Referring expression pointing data
********************

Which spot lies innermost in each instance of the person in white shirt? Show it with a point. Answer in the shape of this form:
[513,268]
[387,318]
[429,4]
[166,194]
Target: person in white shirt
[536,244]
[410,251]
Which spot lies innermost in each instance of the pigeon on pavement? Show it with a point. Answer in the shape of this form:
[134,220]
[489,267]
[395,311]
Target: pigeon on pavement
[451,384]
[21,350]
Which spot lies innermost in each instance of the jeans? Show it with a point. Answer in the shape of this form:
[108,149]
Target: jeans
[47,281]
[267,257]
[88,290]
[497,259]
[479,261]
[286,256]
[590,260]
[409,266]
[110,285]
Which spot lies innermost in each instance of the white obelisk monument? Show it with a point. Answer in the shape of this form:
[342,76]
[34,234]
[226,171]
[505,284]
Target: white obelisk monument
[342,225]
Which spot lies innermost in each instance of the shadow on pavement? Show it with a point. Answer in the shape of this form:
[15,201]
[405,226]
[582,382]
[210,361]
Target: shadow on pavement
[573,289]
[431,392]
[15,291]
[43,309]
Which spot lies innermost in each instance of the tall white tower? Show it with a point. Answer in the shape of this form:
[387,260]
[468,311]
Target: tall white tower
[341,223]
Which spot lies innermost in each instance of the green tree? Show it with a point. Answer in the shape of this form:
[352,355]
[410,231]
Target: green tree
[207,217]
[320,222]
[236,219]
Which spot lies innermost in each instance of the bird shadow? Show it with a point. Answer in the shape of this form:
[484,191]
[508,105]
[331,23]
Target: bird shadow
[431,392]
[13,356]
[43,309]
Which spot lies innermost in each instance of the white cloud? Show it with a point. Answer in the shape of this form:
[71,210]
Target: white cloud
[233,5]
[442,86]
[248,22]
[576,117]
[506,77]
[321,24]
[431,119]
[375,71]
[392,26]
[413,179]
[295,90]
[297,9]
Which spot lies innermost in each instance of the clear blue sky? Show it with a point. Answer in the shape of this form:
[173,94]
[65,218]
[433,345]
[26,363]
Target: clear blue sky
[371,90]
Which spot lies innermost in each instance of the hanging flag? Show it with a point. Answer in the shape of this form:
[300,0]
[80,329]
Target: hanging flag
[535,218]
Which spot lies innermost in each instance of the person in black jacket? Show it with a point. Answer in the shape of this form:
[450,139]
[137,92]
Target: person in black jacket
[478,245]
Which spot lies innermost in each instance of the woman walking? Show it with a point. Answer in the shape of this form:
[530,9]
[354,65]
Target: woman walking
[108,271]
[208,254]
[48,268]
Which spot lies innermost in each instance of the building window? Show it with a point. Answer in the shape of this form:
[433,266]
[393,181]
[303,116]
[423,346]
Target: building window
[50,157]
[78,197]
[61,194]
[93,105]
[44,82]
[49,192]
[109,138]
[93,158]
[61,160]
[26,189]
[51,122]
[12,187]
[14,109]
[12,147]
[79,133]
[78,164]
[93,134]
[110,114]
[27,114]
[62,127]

********************

_Problem statement_. Print all the data exactly as shown above.

_Your response_.
Which spot lies innermost in each instance of the person in white shirt? Show it with a point. Answer in the shape of this form:
[513,268]
[387,318]
[429,4]
[166,194]
Target: person in white shirt
[536,244]
[410,251]
Which spot lies innermost in each instance of the pigeon on pavement? Show it with a point. Answer in the shape of this form:
[134,220]
[489,267]
[395,311]
Target: pigeon on pavement
[451,384]
[21,350]
Which spot lies innermost in each instance of the jeans? Show it with a point. Answer in the shape of this form:
[108,149]
Target: jeans
[47,281]
[267,257]
[88,290]
[497,259]
[479,261]
[286,256]
[590,260]
[409,266]
[110,285]
Which spot lies innermost in each instance of the white obelisk monument? Show it with a point. Answer in the shape of this form:
[342,76]
[34,234]
[226,171]
[505,284]
Target: white obelisk monument
[342,225]
Which spot lies innermost in each instance of the shadow on pavement? Show it with a point. Answer in the shape of this form:
[15,201]
[405,226]
[582,382]
[210,361]
Target: shadow on pavement
[573,289]
[431,392]
[15,291]
[43,309]
Which spot lies innermost in each instance of the tall white tower? Show it with a point. Answer in the shape of this form:
[387,260]
[468,311]
Target: tall white tower
[341,223]
Which spot lies innermost in each instance of the green tree? Show it with a point. Answer in the shape of this form:
[352,355]
[410,231]
Target: green tree
[207,217]
[320,222]
[236,219]
Which spot lies innermost in each instance of the bird shadow? Show it with a point. Answer in the shape of this form:
[484,191]
[508,105]
[331,23]
Target: bird shadow
[431,392]
[13,356]
[43,309]
Which spot lies innermost in each instance of the white cloud? Show it with a point. Answer in the shape of this form:
[71,210]
Target: white cloud
[233,5]
[442,86]
[248,22]
[576,117]
[506,77]
[321,24]
[431,119]
[375,71]
[392,26]
[413,179]
[295,90]
[297,9]
Which spot lies innermost in each instance of the clear blue sky? Show it with a point. Answer in the shape of this form:
[173,94]
[65,218]
[433,345]
[26,363]
Target: clear blue sky
[371,90]
Which spot lies innermost in each instance of the hanging flag? Show it with a point. Answer in the shape of this form:
[300,0]
[80,329]
Target: hanging flag
[535,218]
Which spot lies innermost in each instance of the person in black jacket? Show it with a point. Answer in the shape of this form:
[450,139]
[137,92]
Target: person in black jacket
[478,245]
Which spot lies innermost in each instance of the woman walking? Show it with a point. Answer in the shape of this form:
[530,9]
[354,65]
Target: woman walking
[108,271]
[208,254]
[48,268]
Which spot lies innermost in each instance of the building window? Show it with a point. Answer in the shape of this form:
[433,266]
[393,181]
[303,116]
[423,346]
Target: building window
[50,157]
[78,197]
[61,194]
[93,105]
[44,82]
[49,192]
[109,138]
[93,158]
[61,160]
[26,189]
[51,122]
[12,187]
[14,109]
[12,147]
[79,133]
[78,164]
[93,134]
[110,114]
[27,114]
[62,127]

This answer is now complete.